## Start SELECTED EXCERPT
When the branch outcome becomes known, the perceptron that provided the prediction is updated. If the prediction is incorrect, or if the magnitude of the output is below a certain threshold, the perceptron is trained. The bias weight is incremented or decremented if the branch is taken or not taken, respectively. For each branch outcome in the history register, the corresponding weight in the perceptron is incremented if the predicted branch has the same outcome, otherwise the weight is decremented. Arithmetic on perceptron weights saturates at the maximum and minimum values for the bit width of the weights. This training algorithm finds correlations between the current branch outcome and the outcomes of branches in the recent history. By strengthening positive correlations and weakening negative correlations, the perceptron learns the behavior of the branch. If there is no correlation between two branches, the corresponding weight will tend to be 0. If there is high positive or negative correlation, the corresponding weight will have a large magnitude. Figure 1 illustrates the concept of a perceptron producing a prediction and being trained. The top row of bipolar values represents the perceptron input units from the branch history, 1 for taken and -1 for not taken. Weights learned by online training label the arcs between the input units and the output unit. The output is the dot product of the history elements and the weights. In this example, the perceptron incorrectly predicts that the branch is taken. The weights are adjusted so that the next time the same inputs are encountered the prediction will be not taken.
## End SELECTED EXCERPT
[PROBLEM DESCRIPTION] Carry the passage on perceptron branch prediction forward from its final sentence.
## Start DATA EXTRACT
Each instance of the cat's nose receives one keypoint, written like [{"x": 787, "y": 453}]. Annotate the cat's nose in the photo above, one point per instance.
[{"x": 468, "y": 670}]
## End DATA EXTRACT
[THE RESULT]
mispredicted not taken branch triggers training:



Figure 1: Perceptron prediction and training

The accuracy of the perceptron predictor compared favorably with other branch predictors of the time. Also, a number of optimizations put the perceptron predictor within reach of an efficient digital implementation. For instance, the dot product computation can be accomplished using an adder tree since multiplying by a bipolar quantity (i.e. 1 or -1) is the same as adding or subtracting [7]. The increment/decrement operations in the training algorithm can be quickly performed by n + 1 adders in parallel. Later research would significantly

improve both latency and accuracy.

#### 2.2 Improved Neural Branch Predictors

There have been many proposed improvements to the perceptron predictor. Seznec showed that accuracy can be significantly improved by using a redundant representation of the branch history [17]. Jiménez improved both latency and accuracy with the path-based neural predictor [2]; this proposal chooses the weights for a perceptron based on the path leading to the branch to be predicted, allowing for an ahead-pipelined implementation. This idea was further refined and generalized as piecewise linear branch prediction [3]. Ahead-pipelining allows a branch predictor to mitigate latency by taking actions related to prediction well before the branch to be predicted has been fetched [20]. Seznec combined the summation and training approach to aggregating predictions from neural predictors with the ideas of hashing into several tables of counters to produce O-GEHL, a neural-inspired predictor with high accuracy [18].

#### 2.3 Branch Predictor State of the Art

Neural predictors have been among the most accurate in the literature, but recently Seznec introduced L-TAGE, a predictor based on prediction by partial matching that is both more accurate and more feasible in terms of implementation than previous neural designs [19]. L-TAGE took first prize at the second Championship Branch Prediction competition (CBP-2).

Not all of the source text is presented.